→ **TASK**
Search the records below for "Query: elderly man". Return that line and all remaining lines exactly.

→ **SUPPLIED DATA**
-*-

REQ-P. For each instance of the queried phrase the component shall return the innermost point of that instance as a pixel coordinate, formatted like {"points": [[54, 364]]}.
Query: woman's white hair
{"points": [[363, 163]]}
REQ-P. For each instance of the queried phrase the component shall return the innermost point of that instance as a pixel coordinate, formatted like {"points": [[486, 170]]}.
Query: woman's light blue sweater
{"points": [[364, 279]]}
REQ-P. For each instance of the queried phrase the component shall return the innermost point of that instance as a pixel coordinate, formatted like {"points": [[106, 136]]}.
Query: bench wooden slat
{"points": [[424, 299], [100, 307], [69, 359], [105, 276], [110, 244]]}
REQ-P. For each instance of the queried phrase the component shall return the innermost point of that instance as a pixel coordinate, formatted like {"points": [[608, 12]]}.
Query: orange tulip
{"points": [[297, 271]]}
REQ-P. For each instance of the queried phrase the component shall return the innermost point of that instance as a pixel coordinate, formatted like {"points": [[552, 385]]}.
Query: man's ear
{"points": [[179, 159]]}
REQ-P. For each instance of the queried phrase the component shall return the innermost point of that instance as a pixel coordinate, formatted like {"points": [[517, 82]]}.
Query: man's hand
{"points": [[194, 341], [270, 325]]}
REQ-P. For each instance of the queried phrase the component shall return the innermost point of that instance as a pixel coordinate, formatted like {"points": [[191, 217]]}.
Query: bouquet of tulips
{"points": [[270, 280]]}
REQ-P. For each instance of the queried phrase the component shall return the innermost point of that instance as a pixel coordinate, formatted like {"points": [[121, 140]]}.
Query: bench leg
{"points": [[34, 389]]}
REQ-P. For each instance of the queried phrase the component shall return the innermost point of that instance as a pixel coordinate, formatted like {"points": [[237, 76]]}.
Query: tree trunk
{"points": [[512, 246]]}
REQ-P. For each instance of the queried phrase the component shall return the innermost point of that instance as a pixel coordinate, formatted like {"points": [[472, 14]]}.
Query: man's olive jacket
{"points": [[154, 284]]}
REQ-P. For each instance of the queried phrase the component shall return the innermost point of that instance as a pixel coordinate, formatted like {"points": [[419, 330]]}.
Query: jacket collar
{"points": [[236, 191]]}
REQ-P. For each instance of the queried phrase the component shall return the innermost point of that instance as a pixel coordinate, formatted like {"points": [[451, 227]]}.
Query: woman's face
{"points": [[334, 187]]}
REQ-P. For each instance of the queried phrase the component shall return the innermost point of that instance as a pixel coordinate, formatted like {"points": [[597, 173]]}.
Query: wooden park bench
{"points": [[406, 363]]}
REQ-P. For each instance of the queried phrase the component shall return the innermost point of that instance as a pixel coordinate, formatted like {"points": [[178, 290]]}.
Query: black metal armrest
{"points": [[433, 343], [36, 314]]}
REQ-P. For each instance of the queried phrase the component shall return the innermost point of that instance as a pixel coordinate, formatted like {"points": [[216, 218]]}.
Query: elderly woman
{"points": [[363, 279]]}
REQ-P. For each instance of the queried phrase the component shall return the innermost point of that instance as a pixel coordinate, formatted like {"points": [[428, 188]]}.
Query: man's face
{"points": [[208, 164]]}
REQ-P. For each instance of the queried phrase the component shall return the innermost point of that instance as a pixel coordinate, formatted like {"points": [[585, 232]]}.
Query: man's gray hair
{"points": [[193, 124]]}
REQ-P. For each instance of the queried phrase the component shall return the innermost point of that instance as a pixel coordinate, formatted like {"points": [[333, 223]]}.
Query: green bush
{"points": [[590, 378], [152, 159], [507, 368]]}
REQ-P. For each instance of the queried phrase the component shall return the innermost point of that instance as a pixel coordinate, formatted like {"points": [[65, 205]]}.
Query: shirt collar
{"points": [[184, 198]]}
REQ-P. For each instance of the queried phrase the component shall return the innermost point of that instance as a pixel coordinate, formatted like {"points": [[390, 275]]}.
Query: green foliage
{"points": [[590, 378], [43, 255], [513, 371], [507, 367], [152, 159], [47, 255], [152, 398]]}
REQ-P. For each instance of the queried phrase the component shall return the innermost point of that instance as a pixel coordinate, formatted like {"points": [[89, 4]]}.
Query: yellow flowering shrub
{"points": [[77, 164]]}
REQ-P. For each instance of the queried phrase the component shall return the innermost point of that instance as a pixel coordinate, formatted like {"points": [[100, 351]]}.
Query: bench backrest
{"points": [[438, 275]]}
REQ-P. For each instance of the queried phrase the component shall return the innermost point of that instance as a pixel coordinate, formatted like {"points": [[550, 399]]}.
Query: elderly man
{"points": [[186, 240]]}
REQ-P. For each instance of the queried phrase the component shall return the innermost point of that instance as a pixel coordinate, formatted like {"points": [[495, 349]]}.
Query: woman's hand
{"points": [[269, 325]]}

-*-

→ **COMPLETED EXERCISE**
Query: elderly man
{"points": [[186, 240]]}
REQ-P. For each instance of the queried phrase the component shall return the innermost point of that instance as a pixel coordinate, formatted like {"points": [[495, 349]]}.
Query: woman's hand
{"points": [[269, 325]]}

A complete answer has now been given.